Age at interview: 35
Background: Loretta has two children aged two and three and is divorced from their father. She lives in a large city. She is a lawyer and comes from an Anglo-Australian background.
Loretta and her ex-husband were living overseas when they started their family. Becoming parents put their relationship under significant strain, which intensified when their first child was diagnosed with a rare genetic condition. When their second child was eight weeks old Loretta and her ex-husband returned to Australia and separated. Loretta found this period lonely and emotionally very challenging.
Read excerpts from Loretta's interview
> Experiences of miscarriage - Loretta, a mother of two, described how she became depressed after having a miscarriage and dilation and curettage (D&C) overseas before she'd had children. She felt there was a lack of sensitivity toward her from health professionals.

[Stored records]
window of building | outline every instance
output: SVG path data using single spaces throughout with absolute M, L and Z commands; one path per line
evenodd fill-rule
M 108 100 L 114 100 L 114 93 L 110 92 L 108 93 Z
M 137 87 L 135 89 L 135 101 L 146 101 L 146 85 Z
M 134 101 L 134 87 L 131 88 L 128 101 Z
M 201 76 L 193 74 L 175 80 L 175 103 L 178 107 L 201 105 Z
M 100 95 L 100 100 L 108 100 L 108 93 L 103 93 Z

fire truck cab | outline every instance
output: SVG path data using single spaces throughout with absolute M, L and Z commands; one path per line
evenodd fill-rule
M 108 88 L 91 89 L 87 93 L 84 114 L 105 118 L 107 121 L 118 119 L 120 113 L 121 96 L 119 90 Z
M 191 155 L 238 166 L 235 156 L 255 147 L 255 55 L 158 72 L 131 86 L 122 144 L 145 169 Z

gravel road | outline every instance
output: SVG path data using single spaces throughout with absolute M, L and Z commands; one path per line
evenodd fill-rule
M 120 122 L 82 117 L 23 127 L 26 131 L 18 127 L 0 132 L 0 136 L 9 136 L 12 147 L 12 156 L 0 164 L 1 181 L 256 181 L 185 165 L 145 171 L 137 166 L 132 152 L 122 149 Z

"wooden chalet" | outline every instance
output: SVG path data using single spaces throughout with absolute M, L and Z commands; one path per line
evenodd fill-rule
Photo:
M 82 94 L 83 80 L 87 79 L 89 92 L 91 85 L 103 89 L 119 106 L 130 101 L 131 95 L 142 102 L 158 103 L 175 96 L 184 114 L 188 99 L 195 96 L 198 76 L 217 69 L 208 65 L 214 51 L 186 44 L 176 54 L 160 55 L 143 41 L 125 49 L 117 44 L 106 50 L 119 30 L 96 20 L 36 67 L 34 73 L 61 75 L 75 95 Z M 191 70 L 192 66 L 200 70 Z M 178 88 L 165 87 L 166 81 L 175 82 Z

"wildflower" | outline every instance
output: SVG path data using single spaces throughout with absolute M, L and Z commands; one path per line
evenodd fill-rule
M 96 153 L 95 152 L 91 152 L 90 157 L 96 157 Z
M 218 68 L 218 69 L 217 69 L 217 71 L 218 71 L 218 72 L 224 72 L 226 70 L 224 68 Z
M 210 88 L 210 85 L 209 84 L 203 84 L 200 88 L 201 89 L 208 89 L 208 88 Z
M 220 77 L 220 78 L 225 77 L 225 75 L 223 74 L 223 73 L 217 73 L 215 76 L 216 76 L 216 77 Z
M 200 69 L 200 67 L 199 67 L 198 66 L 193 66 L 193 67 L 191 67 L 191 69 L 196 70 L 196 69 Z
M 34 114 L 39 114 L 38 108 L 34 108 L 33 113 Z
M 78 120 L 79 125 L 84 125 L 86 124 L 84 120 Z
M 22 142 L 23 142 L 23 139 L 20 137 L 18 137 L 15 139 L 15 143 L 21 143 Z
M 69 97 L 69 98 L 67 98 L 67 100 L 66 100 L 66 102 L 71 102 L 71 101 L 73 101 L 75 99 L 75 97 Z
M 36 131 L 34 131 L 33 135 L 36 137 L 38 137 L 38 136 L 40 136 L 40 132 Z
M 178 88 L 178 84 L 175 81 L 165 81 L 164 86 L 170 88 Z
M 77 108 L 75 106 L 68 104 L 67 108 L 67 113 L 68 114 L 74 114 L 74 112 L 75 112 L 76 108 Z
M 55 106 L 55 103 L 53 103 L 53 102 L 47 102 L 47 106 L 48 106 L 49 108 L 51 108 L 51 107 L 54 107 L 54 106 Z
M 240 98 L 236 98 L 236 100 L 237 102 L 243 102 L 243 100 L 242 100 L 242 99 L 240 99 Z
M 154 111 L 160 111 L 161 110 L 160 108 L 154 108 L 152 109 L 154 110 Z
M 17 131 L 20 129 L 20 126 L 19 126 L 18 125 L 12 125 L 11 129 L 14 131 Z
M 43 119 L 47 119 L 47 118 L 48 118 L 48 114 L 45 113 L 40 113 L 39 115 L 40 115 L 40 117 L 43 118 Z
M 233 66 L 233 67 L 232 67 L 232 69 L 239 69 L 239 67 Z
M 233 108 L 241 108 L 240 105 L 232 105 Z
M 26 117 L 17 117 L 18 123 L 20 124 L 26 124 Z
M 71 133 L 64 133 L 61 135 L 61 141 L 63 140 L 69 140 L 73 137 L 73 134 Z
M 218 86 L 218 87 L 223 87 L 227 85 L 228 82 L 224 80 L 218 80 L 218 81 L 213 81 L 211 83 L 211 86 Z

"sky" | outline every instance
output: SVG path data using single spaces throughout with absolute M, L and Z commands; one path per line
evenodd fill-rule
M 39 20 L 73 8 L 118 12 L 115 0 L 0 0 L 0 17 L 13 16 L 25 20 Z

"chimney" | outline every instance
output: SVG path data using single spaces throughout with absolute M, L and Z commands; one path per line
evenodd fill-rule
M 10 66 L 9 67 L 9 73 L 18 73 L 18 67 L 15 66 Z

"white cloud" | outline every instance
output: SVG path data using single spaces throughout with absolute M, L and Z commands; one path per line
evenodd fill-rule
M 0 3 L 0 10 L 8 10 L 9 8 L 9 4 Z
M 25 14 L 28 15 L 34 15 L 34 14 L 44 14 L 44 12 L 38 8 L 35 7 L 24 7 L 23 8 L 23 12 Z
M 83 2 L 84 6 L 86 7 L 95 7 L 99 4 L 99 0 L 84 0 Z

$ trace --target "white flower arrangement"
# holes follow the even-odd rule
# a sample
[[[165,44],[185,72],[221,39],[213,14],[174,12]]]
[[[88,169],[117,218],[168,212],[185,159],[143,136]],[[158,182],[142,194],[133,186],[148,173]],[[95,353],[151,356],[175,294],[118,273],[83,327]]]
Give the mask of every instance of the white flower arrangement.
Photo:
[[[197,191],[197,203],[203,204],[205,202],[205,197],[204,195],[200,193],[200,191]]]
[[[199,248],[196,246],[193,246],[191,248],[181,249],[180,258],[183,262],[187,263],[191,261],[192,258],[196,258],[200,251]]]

__WORK INSTRUCTIONS__
1. Can you retype the profile of Loretta, starting at "Age at interview: 35" and ending at "an Anglo-Australian background."?
2. In the profile of Loretta, which country did she and her ex-husband return to when their second child was eight weeks old?

__ANSWERS FOR THIS EXERCISE__
1.
Age at interview: 35
Background: Loretta has two children aged two and three and is divorced from their father. She lives in a large city. She is a lawyer and comes from an Anglo-Australian background.

2. Australia.